Quote the listing in full, exactly as given, minus any pictures.

*** RECORDED DATA Section Begins ***

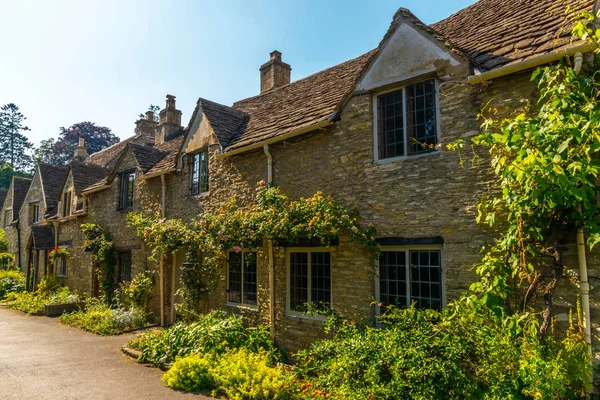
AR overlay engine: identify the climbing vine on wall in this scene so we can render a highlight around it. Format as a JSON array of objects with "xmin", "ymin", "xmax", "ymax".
[
  {"xmin": 81, "ymin": 223, "xmax": 117, "ymax": 304},
  {"xmin": 127, "ymin": 181, "xmax": 379, "ymax": 313},
  {"xmin": 447, "ymin": 11, "xmax": 600, "ymax": 334}
]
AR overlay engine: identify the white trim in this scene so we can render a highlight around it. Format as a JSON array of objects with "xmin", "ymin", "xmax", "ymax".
[
  {"xmin": 285, "ymin": 247, "xmax": 334, "ymax": 318},
  {"xmin": 373, "ymin": 78, "xmax": 441, "ymax": 164},
  {"xmin": 375, "ymin": 244, "xmax": 445, "ymax": 316}
]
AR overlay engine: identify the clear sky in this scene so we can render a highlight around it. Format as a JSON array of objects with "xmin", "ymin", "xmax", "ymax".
[{"xmin": 0, "ymin": 0, "xmax": 476, "ymax": 146}]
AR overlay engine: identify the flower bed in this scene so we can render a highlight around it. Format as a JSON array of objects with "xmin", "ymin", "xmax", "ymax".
[
  {"xmin": 0, "ymin": 270, "xmax": 25, "ymax": 300},
  {"xmin": 2, "ymin": 277, "xmax": 80, "ymax": 315}
]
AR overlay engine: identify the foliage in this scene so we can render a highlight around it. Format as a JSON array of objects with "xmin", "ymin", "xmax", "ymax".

*** RECORDED DATA Section Ends ***

• **TASK OUTPUT**
AR overlay engine: identify the climbing vine on wall in this scene so we can render a highlight around it. Format as a JSON array of objects with "xmin", "ymin", "xmax", "ymax".
[
  {"xmin": 81, "ymin": 223, "xmax": 117, "ymax": 304},
  {"xmin": 127, "ymin": 181, "xmax": 379, "ymax": 313},
  {"xmin": 447, "ymin": 11, "xmax": 600, "ymax": 334}
]
AR overlay engine: identify the white trim in this scene so we can render a highlight around it. Format as a JSON array of objects with "xmin", "ymin", "xmax", "ymax".
[
  {"xmin": 285, "ymin": 247, "xmax": 334, "ymax": 318},
  {"xmin": 373, "ymin": 78, "xmax": 441, "ymax": 164},
  {"xmin": 375, "ymin": 244, "xmax": 445, "ymax": 316}
]
AR overlay engine: identify the clear sky in this scene so we can render a highlight around it. Format as a JSON array of objects with "xmin", "ymin", "xmax", "ymax".
[{"xmin": 0, "ymin": 0, "xmax": 476, "ymax": 146}]
AR overlay engine: identify the flower bed in this scene so we can render a highlight around it. Format as a JSON array of objects with "xmin", "ymin", "xmax", "ymax".
[
  {"xmin": 0, "ymin": 270, "xmax": 25, "ymax": 300},
  {"xmin": 2, "ymin": 277, "xmax": 80, "ymax": 315}
]
AR overlay engine: identify the foliage in this scene so we can render a highlight around it. Format as a JSON array of objects with "xmin", "ymin", "xmax", "ymax".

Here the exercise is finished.